→ **What this task involves**
Copy out all of the material below, line for line and without changing anything, but leave out the pictures.

→ **Supplied data**
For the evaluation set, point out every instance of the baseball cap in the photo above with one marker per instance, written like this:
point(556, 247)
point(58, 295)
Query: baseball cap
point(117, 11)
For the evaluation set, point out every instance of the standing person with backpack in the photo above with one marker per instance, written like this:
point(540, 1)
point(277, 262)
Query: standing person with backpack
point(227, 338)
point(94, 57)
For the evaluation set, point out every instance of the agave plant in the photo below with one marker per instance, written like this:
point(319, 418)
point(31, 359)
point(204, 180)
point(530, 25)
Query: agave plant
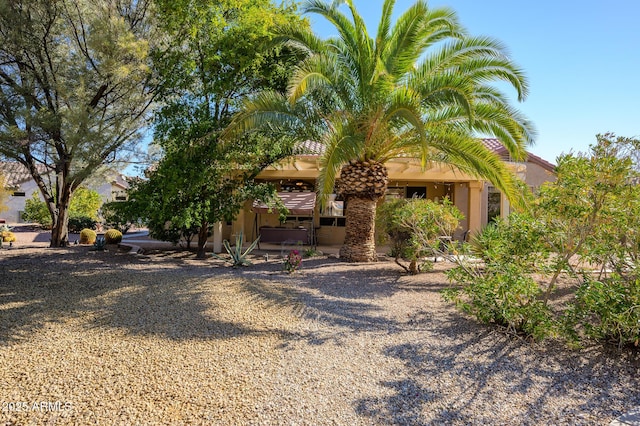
point(236, 256)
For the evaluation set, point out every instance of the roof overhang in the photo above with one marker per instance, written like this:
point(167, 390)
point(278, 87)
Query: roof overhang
point(298, 203)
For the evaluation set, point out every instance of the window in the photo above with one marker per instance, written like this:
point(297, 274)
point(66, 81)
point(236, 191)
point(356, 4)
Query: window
point(494, 204)
point(416, 192)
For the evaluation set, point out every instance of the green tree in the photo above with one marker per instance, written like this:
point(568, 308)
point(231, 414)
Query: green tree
point(74, 90)
point(216, 57)
point(85, 202)
point(419, 88)
point(4, 194)
point(587, 209)
point(36, 211)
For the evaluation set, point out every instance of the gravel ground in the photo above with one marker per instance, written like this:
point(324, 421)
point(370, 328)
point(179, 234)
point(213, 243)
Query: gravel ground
point(114, 338)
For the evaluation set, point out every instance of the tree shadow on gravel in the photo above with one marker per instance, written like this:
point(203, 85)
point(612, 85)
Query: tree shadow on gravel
point(104, 290)
point(461, 373)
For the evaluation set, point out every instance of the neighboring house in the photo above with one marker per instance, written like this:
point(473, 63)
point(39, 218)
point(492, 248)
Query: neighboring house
point(478, 200)
point(22, 186)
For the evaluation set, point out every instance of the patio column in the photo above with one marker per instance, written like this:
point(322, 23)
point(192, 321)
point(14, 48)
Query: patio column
point(474, 217)
point(505, 207)
point(217, 237)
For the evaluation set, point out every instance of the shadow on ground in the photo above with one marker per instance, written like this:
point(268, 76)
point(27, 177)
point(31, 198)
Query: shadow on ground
point(142, 295)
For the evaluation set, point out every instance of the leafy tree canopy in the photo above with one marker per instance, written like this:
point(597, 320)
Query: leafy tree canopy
point(216, 55)
point(75, 87)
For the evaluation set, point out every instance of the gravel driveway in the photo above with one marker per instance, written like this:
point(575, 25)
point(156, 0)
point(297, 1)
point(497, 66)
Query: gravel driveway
point(113, 338)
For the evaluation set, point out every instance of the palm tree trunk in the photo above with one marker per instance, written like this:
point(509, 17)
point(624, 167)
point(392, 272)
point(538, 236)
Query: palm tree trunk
point(359, 242)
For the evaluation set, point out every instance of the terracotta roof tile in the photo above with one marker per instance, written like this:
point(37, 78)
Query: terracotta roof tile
point(311, 148)
point(15, 173)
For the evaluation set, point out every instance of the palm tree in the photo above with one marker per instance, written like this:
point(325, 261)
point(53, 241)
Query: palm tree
point(421, 88)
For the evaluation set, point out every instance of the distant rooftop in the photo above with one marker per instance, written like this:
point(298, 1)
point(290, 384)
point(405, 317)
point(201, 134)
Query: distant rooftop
point(15, 173)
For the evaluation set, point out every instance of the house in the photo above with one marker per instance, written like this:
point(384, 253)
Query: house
point(111, 186)
point(295, 180)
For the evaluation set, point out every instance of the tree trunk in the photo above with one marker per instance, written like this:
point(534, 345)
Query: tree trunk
point(361, 183)
point(60, 228)
point(359, 242)
point(203, 234)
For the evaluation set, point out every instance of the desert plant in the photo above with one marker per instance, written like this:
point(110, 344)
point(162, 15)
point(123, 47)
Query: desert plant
point(413, 227)
point(87, 236)
point(311, 252)
point(100, 244)
point(293, 262)
point(113, 236)
point(236, 256)
point(502, 289)
point(605, 310)
point(7, 236)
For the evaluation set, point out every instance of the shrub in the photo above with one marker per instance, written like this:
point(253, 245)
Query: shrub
point(504, 295)
point(293, 262)
point(113, 236)
point(7, 236)
point(87, 236)
point(502, 289)
point(606, 310)
point(79, 222)
point(100, 244)
point(413, 227)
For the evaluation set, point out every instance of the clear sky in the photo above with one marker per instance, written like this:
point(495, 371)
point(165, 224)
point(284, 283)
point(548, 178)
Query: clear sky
point(582, 59)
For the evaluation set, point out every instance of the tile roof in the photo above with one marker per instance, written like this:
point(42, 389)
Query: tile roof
point(496, 146)
point(15, 173)
point(312, 148)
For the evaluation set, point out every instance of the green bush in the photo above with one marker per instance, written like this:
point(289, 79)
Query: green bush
point(113, 236)
point(505, 295)
point(87, 236)
point(36, 211)
point(502, 289)
point(413, 228)
point(606, 310)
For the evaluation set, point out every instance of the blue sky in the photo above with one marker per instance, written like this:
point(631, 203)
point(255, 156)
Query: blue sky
point(582, 60)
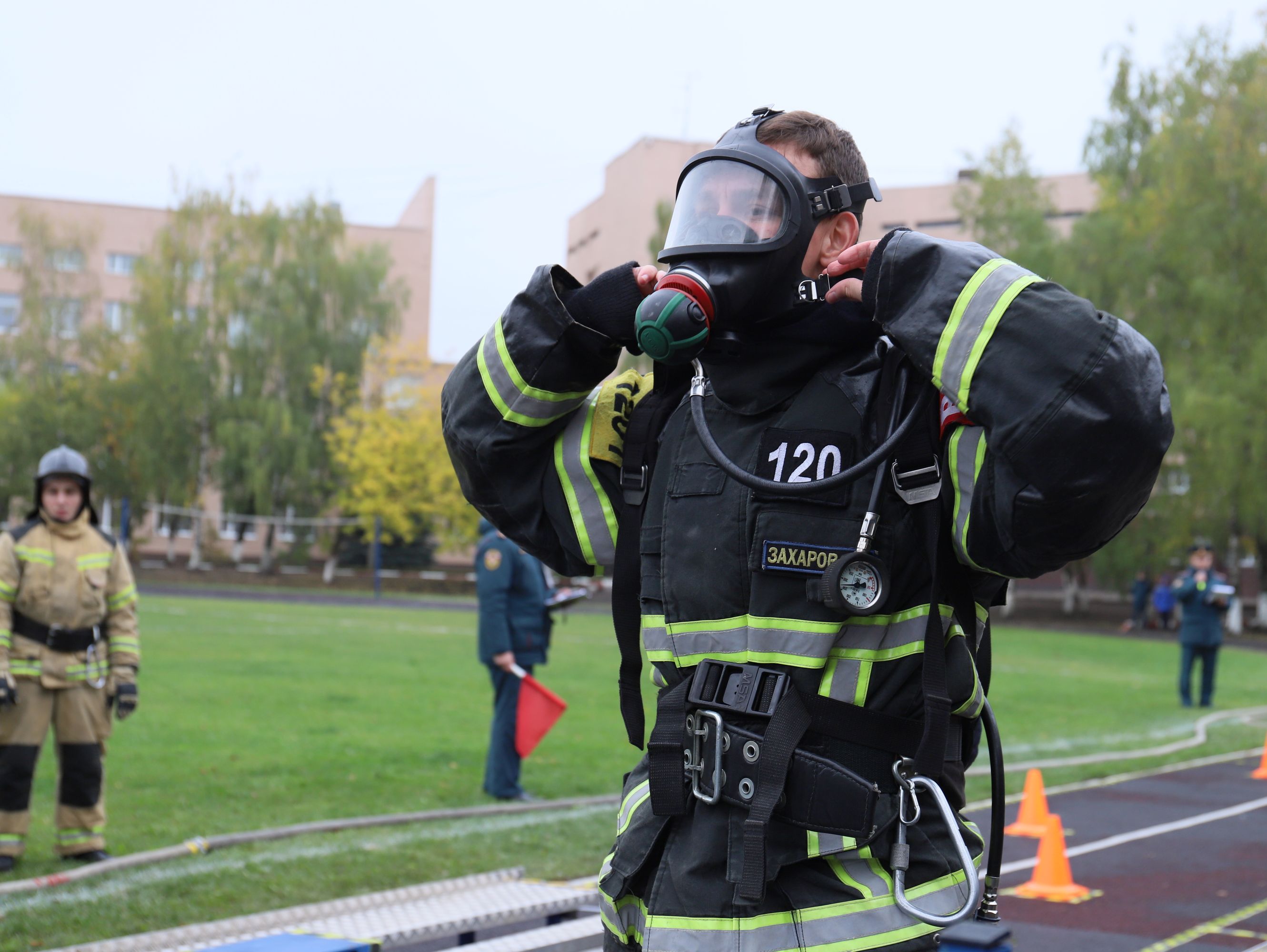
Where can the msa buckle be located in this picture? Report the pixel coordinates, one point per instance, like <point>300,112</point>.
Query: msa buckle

→ **Exercise response**
For the evaluation set, point out every instance of the baseball cap in the photo above with one marker per instance, written like this:
point(556, 247)
point(58, 295)
Query: baseball cap
point(117, 11)
For the evaluation set, point out every instance of the standing person with backpack in the photo above with one marker per instance, written like this:
point(540, 1)
point(277, 262)
Query: standing person with backpack
point(227, 338)
point(94, 57)
For the evaluation set, point out every instance of the agave plant in the photo below with one marker per instance, written like this:
point(319, 418)
point(31, 359)
point(204, 180)
point(530, 25)
Query: agave plant
point(236, 256)
For the evaluation set, point out every instance of the roof overhang in the photo above with one marker per instance, written like this:
point(167, 390)
point(278, 87)
Query: roof overhang
point(298, 203)
For the evaluation set, point out every instance of the window in the photo above with one marker per instance, written like this:
point(297, 274)
point(66, 81)
point(236, 191)
point(356, 4)
Query: window
point(494, 204)
point(416, 192)
For the evaluation set, point out every instance of the green tree in the photo above with one marker per instance, written like this:
point(568, 308)
point(231, 414)
Query: green tree
point(74, 90)
point(216, 57)
point(85, 202)
point(419, 88)
point(4, 194)
point(587, 209)
point(36, 211)
For the evaluation set, point out every instance of the gravel ground in the photo above with one marker per instance, written like this:
point(324, 421)
point(370, 328)
point(179, 234)
point(213, 243)
Query: gravel ground
point(114, 338)
For the evaluation set, point out every instance of the tree shadow on gravel in the photo above with one marker per instance, written like this:
point(203, 85)
point(612, 85)
Query: tree shadow on gravel
point(104, 290)
point(461, 373)
For the evaluation set, point out every instance of the neighboring house in the photo above with one marker per instance, written like this:
point(473, 63)
point(39, 218)
point(492, 248)
Query: neighboring house
point(478, 200)
point(22, 186)
For the evaluation set, point out every instance of the patio column in the photo above with one marker per instance, written like this:
point(322, 23)
point(192, 321)
point(14, 48)
Query: patio column
point(474, 217)
point(505, 207)
point(217, 237)
For the evaluation set, point out every instance of the shadow on ground in the photo above with one marker per instance, written like this:
point(268, 76)
point(27, 177)
point(31, 198)
Query: shadow on ground
point(142, 295)
For the evaluation set, point out every instance of the leafy tree canopy in the photo above with one marker per instance, written like this:
point(597, 320)
Query: leafy tree canopy
point(216, 55)
point(75, 87)
For the evaluation set, point out every instance of the gravel driveway in the photo above with one marker per instance, written like this:
point(575, 25)
point(156, 0)
point(297, 1)
point(497, 66)
Query: gravel driveway
point(113, 338)
For the evaluation set, point out every instance of the palm tree trunk in the photo above with one marker per instance, written like this:
point(509, 17)
point(624, 167)
point(392, 272)
point(538, 236)
Query: palm tree trunk
point(359, 242)
For the evaluation set, point out every instance of the terracotta roof tile in the photo above with one marker per instance, written like this:
point(37, 78)
Query: terracotta roof tile
point(311, 148)
point(15, 173)
For the evaluation set, point out every instance of the palm tree in the photo above with one marker per instance, written like this:
point(325, 261)
point(53, 241)
Query: palm tree
point(421, 88)
For the evaluation set, point out every instance of the distant rooftop in the photo above with one marker per instance, written like this:
point(298, 1)
point(290, 384)
point(405, 317)
point(201, 134)
Query: distant rooftop
point(15, 173)
For the evaluation set, point out every instance of the house in the photo above with one marker per instance, written like this:
point(384, 253)
Query: house
point(111, 186)
point(295, 180)
For the evaluation set, point out every instance of the tree trunk in the photo above with one marker per instance, written like this:
point(534, 345)
Query: tree trunk
point(361, 183)
point(60, 228)
point(359, 242)
point(203, 234)
For the evaluation set, point out every instance of the desert plant in the photo above with one marker per instance, written like this:
point(110, 344)
point(162, 15)
point(123, 47)
Query: desert plant
point(413, 227)
point(87, 236)
point(311, 252)
point(100, 244)
point(293, 262)
point(113, 236)
point(236, 256)
point(502, 289)
point(605, 310)
point(7, 236)
For the evaluation set, point out every instance of the shrub in the photo above with one marker per instance, written like this:
point(253, 245)
Query: shrub
point(504, 295)
point(293, 262)
point(113, 236)
point(7, 236)
point(87, 236)
point(502, 289)
point(606, 310)
point(79, 222)
point(100, 244)
point(413, 227)
For the evaluation set, point out every instance of the clear sky in the photo above with one marker per instance, written like this:
point(495, 371)
point(165, 224)
point(284, 283)
point(548, 178)
Query: clear sky
point(582, 59)
For the evaluation set, point out every instance of the tile roof in the photo above with one marker per instance, written like this:
point(42, 389)
Query: tile roof
point(496, 146)
point(15, 173)
point(312, 148)
For the evaluation set, point out every instance of the green bush in the photo above with one marker per instance, written like this:
point(289, 79)
Query: green bush
point(113, 236)
point(505, 295)
point(87, 236)
point(36, 211)
point(502, 289)
point(413, 228)
point(606, 310)
For the evaluation set, point out every instance of the blue sky in the photo above with one marker per instance, written like this:
point(631, 203)
point(255, 156)
Query: blue sky
point(582, 60)
Where can the msa buckle be located in this picture? Report the pixel coordinates, one point per instance, like <point>300,112</point>.
Query: msa buckle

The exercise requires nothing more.